Depuis ses balbutiements artistiques au sein des tavernes au XVIIIe siècle, le cabaret s’inscrit à la marge de l’histoire des spectacles. Qu’il emprunte à la scène underground ou de divertissement, le cabaret résiste aux tentatives de définition, s’ouvre à toutes les disciplines artistiques et invite à décentrer nos regards en se prêtant au jeu de l’indiscipline. Cette rencontre autour du cabaret convie chercheur·es, artistes, professionnel·les de la culture et du spectacle à se pencher sur la nature indisciplinée du cabaret.

Indiscipliné cabaret

L’indiscipline, un concept opérant 

Fil rouge de cette rencontre, l’usage du préfixe in dans le mot « indiscipline » est porteur d’un double sens qui marque le caractère fuyant du cabaret.

**Données**.
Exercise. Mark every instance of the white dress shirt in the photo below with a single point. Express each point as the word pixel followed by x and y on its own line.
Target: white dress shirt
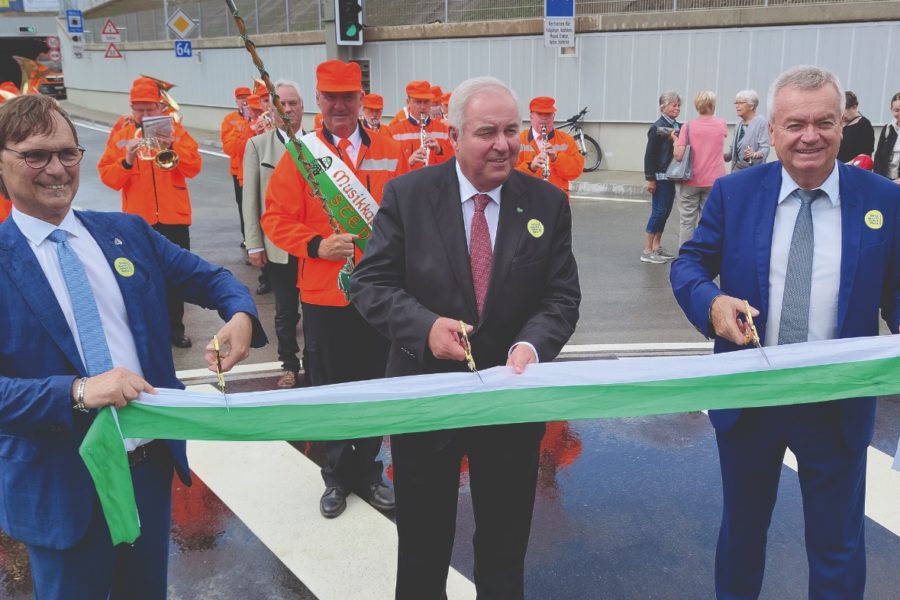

**Liste des consignes**.
1. Mettez à jour le texte sur le cabaret : recopiez le passage qui va de « Indiscipliné cabaret » jusqu'à « fuyant du cabaret. », en remplaçant « rencontre » par « journée d'étude ».
2. Poursuivez le texte sur le cabaret à partir de l'endroit où il s'arrête.
Les données n'ont aucun rapport avec le texte sur le cabaret.

**Corrigé**.
1.
Indiscipliné cabaret

L’indiscipline, un concept opérant 

Fil rouge de cette journée d'étude, l’usage du préfixe in dans le mot « indiscipline » est porteur d’un double sens qui marque le caractère fuyant du cabaret.

2.
In- discipline définition 1 : à l’intérieur de la discipline 

Espace d’expérimentation artistique, le cabaret offre un cadre d’expression propice à l’essai, au hasard, voire à l’accident théâtral. La recherche autour de l’improvisation et le jeu de détournement des conventions nourrissent les dynamiques de création et participent pleinement à l’évènement cabarétique. Cette scène émancipée où les genres sont librement associés heurte ou se heurte aux arts disciplinaires. Sous le mode de la citation, de la parodie ou de la satire, la référence aux arts majeurs n’est pourtant jamais très loin. Si les mouvements d’emprunt du théâtre vers le cabaret sont désormais mieux connus, la nature indisciplinée du cabaret fait aussi l’objet de convoitise et s’infiltre dans l’ensemble des arts scéniques.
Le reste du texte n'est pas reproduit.